Beginning with the line containing "For this exercise we mark the lamp" and ending with the last line of the records, set down every line exactly.

━━ Data listing

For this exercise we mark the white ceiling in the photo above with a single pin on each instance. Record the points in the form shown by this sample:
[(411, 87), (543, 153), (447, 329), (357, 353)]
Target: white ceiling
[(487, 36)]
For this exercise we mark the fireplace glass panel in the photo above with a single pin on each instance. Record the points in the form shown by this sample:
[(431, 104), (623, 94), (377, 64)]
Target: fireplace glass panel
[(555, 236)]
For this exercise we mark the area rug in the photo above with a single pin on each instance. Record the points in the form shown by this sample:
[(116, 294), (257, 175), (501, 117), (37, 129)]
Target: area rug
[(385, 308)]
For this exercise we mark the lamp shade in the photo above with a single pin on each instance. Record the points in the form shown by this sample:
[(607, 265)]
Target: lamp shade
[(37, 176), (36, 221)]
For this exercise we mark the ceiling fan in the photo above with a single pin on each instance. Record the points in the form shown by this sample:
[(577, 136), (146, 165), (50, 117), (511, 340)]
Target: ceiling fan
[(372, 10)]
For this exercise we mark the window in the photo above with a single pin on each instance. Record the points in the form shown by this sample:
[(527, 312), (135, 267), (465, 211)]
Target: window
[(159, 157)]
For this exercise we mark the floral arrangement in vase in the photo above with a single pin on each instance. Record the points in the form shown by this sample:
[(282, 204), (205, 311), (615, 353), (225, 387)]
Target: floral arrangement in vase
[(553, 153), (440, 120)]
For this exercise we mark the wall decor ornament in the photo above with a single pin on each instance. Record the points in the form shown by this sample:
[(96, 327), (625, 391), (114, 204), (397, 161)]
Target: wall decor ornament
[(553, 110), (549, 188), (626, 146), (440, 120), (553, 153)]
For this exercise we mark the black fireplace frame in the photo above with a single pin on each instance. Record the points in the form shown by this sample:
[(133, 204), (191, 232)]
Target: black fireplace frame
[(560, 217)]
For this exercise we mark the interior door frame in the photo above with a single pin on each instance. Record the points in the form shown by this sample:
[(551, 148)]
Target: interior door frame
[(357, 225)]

━━━━

Reply:
For this exercise we mark the lamp shade in the photo above with a single pin on each instance. Record the points in the form shown by this sample:
[(607, 265)]
Target: lamp shade
[(37, 176), (36, 221)]
For this exercise we mark the ceiling fan in the photo above with a single pin on each instance. Record the points in the form shown by this sample:
[(577, 136), (146, 165), (50, 117), (511, 340)]
Target: ceiling fan
[(372, 10)]
For this exercise we mark the window in the photo above with a single pin on each instance. Record the points in the form shown by this sample:
[(527, 312), (135, 267), (465, 211)]
Target: window
[(159, 157)]
For this exercise we mark the floral arrangement in vase in the photo above with a single pin on each instance. Record the points in the form shown by this sample:
[(282, 204), (205, 311), (615, 353), (225, 387)]
Target: floral arrangement in vase
[(553, 153), (440, 120)]
For this exercise we mark the wall decor ornament in the photo above with a single pin on each instance. Record the points in the form shown by this sample:
[(96, 327), (625, 391), (114, 204), (397, 161)]
Target: wall decor ornament
[(553, 110), (549, 188), (626, 146), (440, 120), (553, 153)]
For this exercise we mark the black fireplace frame in the photo above with a single pin on each instance. Record the points in the form shown by this sample:
[(133, 204), (191, 232)]
Target: black fireplace frame
[(560, 217)]
For this exercise we mark the interior door frame in the photo above with a single pin on each instance. Record the points in the form shown by this sample:
[(551, 148)]
Target: interior door frame
[(357, 225)]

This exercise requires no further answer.